### Excerpted text
A couple of weeks ago I managed to get to see the NASA exhibition at the ArtScience Museum in its final week. I had been meaning to go since it arrived back in November 2016 and was looking forward to seeing some space loot. Tickets were 2-for-1 in the final few days so it was all systems go for….sigh….launch.
We’ve all heard the theories about the moon landings being fake well “fake” is actually the key word I would choose to describe this entire exhibition as a vast majority of the exhibits were replicas and models. What’s the point? I would get a more engaging experience looking up picture of the real space artifacts on the internet rather than staring at plastic effigy that some dude in an office in Cape Canaveral rustled up with some Cornflakes boxes and sticky tape.
So spoiler alert; I didn’t really enjoy it and it was pretty disappointing. As I went around I just ended up reading the information signs and lowering my head every time I read the ubiquitous “replica” in brackets after the description.
First part was focused on the space race. Above us was a replica of Sputnik satellite. Graphically fine but nothing to write home about. Some old 60’s memorabilia set the scene for the era involved.
I guess the few authentic highlights were the REAL engine parts..at least I think they were real. Seeing the innards of wires and industrial tape and basic soldering really puts into perspective how innovative yet daring the NASA scientists were. I guess it was rocket science after all.

### Problem a
Report how many lines of the records contain the string "point". Give only the number.
The records have no connection to the text.

### Supplied material

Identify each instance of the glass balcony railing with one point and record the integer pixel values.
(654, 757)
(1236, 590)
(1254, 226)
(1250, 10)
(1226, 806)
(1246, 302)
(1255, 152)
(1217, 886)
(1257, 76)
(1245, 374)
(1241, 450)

### Problem b
Write the next part of the review of the NASA exhibition, picking up after its last sentence.

### Exercise answer a
1

### Exercise answer b
So after the engines you pretty much went through a model show-room of cockpits, modules, and rockets. It got boring where it should have got awe-inspiring.
Near the end there was a little miniature version of that big G-Force astronaut thingy (you know the one, James Bond was locked in one back in the day) for people to try out and that was pretty much that. I waited around to see if the door opened at the end of a spin and a pool of vomit would just flood out. It didn’t, people came out with faces asking “that’s it?” and just wandered off in a daze to the exit.
Sadly, I followed them too, in a daze, and was not sad to leave.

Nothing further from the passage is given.